Activity list:
a. List every deployment option named in the text on choosing a speech-to-text provider.
b. Please write out the text on choosing a speech-to-text provider from "- Domains: medical, contact" to "applause, cheers, etc.", renaming "traffic" to "construction".

Document passage:
• • • • • • •
Soniox | How to Choose a Speech-to-Text Provider?

1. Speech Recognition Accuracy

What is the Word Error Rate (WER) for your specific use case?
- Domains: medical, contact center, sales, legal, etc.
- Channels: telephony, video conference, in-person or hybrid meetings
- Accents
- Background noises: chatters, traffic, music, applause, cheers, etc.
- Interjections & crosstalks
- Speaking formats: monologues, 1:1 conversations, group conversations, presentations, dictations
- Audio quality
Be sure to use double-reviewed and normalized ground truth transcriptions when benchmarking
Can the accuracy be improved with customization?
Does the accuracy hold up in real-time vs batch processing?

Are the punctuations accurate?
Are the capitalizations accurate?
Are numbers and units formatted properly?
- Example: “$7.72” vs “seven dollars and seventy two cents”

Are there different tiered speech-to-text models at different price points?
Does the provider charge for multiple streams/channels? Or does the provider charge only for 1 single stream/channel?
- Example:
  1. 1 hour of a 5-person meeting = 5 hours of audio charge OR
  2. 1 hour of a 5-person meeting = 1 hour of audio charge
Is the price quoted for real-time speech recognition or batch processing?
Are there further discounts for non-urgent file processing (e.g. within 24 hours)?
Are there volume discounts?
Are there charges for additional fees for features such as speaker diarization, speaker identification or content moderation?

What are the available deployment options?
- Public cloud API
- Private cloud API
- On-premises
- On-device

How long is it going to take your developers to integrate with the speech-to-text provider?
• • • • • • •
Dataset items
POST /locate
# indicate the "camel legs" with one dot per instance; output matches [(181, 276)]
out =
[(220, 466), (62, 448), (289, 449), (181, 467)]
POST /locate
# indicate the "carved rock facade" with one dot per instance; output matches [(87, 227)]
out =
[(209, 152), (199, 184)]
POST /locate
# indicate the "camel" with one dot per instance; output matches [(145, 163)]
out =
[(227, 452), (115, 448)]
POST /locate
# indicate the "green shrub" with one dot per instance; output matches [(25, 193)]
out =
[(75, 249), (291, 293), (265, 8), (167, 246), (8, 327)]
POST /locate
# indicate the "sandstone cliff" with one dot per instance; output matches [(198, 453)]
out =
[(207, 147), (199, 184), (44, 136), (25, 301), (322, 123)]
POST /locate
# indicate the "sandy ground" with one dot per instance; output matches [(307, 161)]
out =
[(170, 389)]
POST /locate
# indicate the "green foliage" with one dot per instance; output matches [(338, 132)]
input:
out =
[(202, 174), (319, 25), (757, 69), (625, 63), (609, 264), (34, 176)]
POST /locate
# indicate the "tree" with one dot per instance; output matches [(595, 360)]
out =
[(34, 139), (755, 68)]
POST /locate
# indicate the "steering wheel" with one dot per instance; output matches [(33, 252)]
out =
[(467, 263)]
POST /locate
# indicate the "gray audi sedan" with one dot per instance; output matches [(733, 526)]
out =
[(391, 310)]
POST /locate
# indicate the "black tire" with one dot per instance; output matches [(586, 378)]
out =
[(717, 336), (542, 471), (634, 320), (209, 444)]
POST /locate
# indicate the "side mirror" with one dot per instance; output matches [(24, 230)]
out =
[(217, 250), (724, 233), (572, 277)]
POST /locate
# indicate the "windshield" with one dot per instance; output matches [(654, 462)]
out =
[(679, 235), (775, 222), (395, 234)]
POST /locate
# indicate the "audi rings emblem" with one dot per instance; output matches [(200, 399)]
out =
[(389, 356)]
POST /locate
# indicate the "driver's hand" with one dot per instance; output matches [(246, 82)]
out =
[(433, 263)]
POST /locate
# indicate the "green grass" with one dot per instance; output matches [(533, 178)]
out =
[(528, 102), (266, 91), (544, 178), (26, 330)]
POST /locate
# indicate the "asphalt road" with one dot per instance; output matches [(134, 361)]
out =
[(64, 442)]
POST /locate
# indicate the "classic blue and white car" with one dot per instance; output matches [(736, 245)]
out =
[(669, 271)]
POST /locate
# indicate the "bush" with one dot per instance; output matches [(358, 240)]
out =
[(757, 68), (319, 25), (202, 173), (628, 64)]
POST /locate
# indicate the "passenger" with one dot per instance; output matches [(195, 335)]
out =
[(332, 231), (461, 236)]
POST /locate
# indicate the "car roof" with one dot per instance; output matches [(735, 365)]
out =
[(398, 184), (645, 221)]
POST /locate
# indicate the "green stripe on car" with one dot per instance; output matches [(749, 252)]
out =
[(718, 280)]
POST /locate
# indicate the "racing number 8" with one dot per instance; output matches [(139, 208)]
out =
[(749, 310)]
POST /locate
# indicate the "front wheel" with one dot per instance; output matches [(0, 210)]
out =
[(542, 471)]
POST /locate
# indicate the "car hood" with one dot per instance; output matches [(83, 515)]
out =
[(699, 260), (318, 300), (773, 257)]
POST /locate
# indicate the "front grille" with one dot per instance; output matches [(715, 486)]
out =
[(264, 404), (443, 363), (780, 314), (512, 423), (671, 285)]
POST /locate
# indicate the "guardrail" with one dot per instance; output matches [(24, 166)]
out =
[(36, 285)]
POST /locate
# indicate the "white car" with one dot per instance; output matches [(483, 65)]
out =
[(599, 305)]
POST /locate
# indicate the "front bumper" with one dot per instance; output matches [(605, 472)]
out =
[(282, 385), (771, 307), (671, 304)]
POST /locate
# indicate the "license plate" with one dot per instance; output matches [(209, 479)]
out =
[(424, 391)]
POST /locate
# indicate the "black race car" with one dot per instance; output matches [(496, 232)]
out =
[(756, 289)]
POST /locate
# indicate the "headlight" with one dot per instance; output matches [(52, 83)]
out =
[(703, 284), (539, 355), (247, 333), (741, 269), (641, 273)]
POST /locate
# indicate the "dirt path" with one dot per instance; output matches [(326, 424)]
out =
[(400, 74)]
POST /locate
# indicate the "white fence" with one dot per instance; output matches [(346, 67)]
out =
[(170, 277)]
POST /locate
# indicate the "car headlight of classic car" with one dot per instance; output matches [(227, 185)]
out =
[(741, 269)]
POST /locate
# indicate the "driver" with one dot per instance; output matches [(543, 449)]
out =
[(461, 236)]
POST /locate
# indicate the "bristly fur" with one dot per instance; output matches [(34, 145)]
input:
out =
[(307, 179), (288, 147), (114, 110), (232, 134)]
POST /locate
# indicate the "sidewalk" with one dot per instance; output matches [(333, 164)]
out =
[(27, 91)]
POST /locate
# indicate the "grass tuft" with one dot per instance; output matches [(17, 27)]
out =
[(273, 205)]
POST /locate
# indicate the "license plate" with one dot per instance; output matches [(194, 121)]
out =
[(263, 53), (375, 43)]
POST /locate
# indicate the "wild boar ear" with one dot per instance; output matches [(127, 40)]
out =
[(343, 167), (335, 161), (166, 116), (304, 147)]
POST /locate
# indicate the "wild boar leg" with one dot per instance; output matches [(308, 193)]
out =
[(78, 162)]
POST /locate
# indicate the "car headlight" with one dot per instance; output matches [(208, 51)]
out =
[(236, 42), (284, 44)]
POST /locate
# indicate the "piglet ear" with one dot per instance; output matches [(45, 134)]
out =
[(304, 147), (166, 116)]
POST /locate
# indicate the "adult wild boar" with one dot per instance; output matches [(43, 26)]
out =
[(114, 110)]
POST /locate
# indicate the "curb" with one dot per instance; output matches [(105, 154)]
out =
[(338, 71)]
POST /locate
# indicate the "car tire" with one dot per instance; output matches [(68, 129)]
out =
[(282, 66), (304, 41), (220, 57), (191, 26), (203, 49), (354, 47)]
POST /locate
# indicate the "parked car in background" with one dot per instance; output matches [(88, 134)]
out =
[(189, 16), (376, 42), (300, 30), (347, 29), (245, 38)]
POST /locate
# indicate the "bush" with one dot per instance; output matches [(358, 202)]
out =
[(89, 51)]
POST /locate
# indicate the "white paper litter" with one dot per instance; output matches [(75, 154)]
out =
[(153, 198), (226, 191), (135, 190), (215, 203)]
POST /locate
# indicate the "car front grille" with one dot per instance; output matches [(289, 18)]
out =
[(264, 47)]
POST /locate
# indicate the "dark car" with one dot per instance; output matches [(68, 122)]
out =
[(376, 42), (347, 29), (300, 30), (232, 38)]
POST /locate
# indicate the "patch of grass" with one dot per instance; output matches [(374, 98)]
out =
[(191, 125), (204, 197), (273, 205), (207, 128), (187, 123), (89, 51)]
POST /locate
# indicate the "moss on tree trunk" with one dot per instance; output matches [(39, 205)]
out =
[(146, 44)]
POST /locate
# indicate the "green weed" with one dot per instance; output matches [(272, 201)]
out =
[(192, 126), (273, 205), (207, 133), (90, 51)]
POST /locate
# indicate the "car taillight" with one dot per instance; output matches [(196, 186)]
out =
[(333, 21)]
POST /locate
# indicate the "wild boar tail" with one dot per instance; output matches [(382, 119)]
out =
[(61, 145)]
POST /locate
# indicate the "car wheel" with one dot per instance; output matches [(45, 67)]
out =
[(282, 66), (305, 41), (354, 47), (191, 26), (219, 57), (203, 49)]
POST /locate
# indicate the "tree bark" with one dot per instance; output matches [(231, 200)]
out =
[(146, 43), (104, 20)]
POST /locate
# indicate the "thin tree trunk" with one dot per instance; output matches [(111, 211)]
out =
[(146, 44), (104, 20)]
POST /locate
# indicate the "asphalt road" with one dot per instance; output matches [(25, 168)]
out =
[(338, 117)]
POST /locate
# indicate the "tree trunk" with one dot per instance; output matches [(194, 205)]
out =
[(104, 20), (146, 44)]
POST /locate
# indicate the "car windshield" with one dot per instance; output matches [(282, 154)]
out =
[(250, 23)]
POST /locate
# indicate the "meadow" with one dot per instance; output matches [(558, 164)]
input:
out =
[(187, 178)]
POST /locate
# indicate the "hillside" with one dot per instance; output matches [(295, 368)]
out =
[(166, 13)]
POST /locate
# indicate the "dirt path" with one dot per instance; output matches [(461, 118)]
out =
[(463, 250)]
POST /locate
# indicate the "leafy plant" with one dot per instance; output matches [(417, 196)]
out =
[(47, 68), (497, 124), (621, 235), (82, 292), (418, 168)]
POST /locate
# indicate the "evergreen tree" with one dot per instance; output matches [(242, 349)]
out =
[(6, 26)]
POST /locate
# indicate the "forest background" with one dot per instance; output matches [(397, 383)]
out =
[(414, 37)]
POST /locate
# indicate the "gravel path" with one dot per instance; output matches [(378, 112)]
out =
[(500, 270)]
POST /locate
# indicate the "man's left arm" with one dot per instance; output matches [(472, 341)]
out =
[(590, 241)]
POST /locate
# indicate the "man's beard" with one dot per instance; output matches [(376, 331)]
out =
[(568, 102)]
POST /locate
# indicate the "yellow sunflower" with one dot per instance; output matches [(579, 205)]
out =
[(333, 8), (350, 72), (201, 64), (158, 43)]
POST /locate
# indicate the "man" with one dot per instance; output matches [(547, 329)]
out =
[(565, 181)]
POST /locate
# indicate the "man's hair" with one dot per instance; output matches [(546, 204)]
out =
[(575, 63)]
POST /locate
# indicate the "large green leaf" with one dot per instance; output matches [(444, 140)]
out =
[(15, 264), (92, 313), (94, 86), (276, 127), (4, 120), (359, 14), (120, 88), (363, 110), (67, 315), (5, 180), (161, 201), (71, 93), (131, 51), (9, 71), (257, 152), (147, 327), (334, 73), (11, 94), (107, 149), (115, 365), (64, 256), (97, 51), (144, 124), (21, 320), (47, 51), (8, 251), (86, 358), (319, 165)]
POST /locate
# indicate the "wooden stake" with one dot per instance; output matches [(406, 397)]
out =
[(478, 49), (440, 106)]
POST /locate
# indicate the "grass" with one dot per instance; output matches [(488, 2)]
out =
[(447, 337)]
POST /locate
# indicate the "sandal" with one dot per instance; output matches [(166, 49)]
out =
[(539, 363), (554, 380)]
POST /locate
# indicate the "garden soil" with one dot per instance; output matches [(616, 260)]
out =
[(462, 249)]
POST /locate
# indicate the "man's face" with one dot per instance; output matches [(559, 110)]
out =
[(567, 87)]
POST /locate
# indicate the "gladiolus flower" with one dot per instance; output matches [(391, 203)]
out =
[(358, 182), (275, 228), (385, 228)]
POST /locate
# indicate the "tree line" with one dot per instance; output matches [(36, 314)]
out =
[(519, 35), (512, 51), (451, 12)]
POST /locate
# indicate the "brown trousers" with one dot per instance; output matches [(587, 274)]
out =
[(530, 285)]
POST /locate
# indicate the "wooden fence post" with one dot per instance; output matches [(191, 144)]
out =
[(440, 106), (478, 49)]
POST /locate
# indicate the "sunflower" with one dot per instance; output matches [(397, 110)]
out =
• • • • • • •
Responses for each task:
a. Public cloud API, private cloud API, on-premises, on-device

b.
- Domains: medical, contact center, sales, legal, etc.
- Channels: telephony, video conference, in-person or hybrid meetings
- Accents
- Background noises: chatters, construction, music, applause, cheers, etc.